BEGIN STORED ROWS

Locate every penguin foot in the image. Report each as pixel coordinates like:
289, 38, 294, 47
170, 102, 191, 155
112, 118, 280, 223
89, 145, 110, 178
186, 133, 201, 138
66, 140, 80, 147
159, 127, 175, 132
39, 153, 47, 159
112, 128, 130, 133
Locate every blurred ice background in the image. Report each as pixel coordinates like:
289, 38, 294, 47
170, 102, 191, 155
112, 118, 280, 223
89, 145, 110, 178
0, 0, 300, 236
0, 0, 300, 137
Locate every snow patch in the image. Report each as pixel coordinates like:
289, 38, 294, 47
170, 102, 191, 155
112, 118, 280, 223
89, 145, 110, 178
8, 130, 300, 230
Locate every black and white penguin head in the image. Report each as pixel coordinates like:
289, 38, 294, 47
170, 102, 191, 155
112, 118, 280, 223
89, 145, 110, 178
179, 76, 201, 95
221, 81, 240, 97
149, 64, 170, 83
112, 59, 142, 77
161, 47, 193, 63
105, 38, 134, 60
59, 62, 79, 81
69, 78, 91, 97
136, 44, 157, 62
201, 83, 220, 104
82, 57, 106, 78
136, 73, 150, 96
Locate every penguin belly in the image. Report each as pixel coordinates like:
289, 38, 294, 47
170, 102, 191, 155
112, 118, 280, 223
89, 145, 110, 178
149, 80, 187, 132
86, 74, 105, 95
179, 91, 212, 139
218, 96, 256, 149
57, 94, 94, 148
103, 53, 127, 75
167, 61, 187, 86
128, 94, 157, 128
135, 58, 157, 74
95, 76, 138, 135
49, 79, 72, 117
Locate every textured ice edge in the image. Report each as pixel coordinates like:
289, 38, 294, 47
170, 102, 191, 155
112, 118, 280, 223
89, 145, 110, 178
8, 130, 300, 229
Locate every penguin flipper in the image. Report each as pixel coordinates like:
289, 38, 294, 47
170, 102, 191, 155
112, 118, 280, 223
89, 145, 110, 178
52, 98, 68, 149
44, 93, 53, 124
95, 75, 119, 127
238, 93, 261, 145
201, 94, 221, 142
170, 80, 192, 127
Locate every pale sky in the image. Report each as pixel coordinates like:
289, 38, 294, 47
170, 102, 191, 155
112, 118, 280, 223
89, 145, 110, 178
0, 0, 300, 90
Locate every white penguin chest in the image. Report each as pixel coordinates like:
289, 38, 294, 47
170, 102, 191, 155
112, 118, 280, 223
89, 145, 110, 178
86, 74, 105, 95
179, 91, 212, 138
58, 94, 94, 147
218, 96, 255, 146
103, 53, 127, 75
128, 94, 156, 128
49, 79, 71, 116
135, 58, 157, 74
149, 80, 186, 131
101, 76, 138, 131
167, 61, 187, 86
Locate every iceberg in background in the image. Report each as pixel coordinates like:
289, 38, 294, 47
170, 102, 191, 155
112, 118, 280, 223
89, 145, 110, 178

END STORED ROWS

Find every line in the data above that contains the word "white", and copy each of those lines in full.

ANSWER BELOW:
Locate every black and white penguin head in the image. Report each as pixel coordinates like:
Locate every white penguin chest in the image. Report each as pixel coordinates like:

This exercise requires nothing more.